Text excerpt Start Marker

What it means: A signal has appeared that could develop but does not yet require action.

Typical triggers:

  • Negative mention in a Tier 2 or Tier 3 outlet (trade press, regional paper)
  • Social media complaint volume 1.5x above daily baseline
  • Industry peer named in a regulatory action that could spread to your sector
  • Negative analyst note or blog post with limited reach

Response time: Acknowledged within 4 hours during business hours.

Owner: Monitoring analyst or duty comms officer.

Actions:

  • Log the signal and add to the daily brief
  • Set up a targeted alert if the story is developing
  • No external response needed

Level 2: Review

What it means: The issue is gaining traction and could escalate to media or stakeholder attention.

Typical triggers:

  • Coverage in a Tier 1 outlet (BBC, Sky News, FT, Guardian, Times, Telegraph) with neutral or mildly negative framing
  • Multiple Tier 2 outlets covering the same story within 24 hours
  • Social media spike at 3x baseline with identifiable coordination or influencer involvement
  • MP or peer raises the issue in Parliament or on social media
  • FCA, CMA, ICO, Ofcom, or ASA opens an enquiry or issues a notice

Response time: Senior comms lead briefed within 2 hours. Assessment completed within 4 hours.

Owner: Head of comms or deputy.

Actions:

  • Brief the comms lead with a one-page situation summary
  • Prepare draft reactive statement (do not issue yet)
  • Alert legal counsel and relevant business unit head
  • Increase monitoring frequency to hourly checks
  • Confirm spokesperson availability

Level 3: Escalate

What it means: The issue is now a confirmed reputational risk requiring active management.

Text excerpt End Marker

§ Activity A: From the issue escalation guide, reproduce the passage starting with "What it means: A" and going on through "press, regional paper)".
§ Activity B:
Answer these questions from the issue escalation guide:
(i) Under Level 2, within how many hours must the assessment be completed?
(ii) Who is the owner at Level 2?
(iii) In the triggers listed before Level 2, what level of social media complaint volume counts as a trigger?
§ Activity C: List every regulator the issue escalation guide names among the Level 2 triggers.

Records shown Start Marker

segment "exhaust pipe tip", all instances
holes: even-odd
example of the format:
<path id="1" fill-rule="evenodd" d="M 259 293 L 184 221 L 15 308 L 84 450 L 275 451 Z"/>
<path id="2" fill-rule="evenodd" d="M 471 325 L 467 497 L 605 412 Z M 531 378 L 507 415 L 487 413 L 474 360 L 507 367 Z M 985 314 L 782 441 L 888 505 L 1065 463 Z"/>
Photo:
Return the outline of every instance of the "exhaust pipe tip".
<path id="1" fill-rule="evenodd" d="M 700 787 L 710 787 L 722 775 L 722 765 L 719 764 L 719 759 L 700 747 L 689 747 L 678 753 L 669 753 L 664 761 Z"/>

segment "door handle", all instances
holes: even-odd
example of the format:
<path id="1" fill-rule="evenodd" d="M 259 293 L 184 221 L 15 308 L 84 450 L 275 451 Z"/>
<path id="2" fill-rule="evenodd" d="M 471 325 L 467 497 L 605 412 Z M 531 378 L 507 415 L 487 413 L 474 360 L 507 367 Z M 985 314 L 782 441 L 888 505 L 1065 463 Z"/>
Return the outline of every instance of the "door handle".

Records shown End Marker

§ Exercise output A:
What it means: A signal has appeared that could develop but does not yet require action.

Typical triggers:

  • Negative mention in a Tier 2 or Tier 3 outlet (trade press, regional paper)

§ Exercise output B:
(i) Within 4 hours.
(ii) The head of comms or deputy.
(iii) Complaint volume 1.5x above the daily baseline.

§ Exercise output C: FCA, CMA, ICO, Ofcom, ASA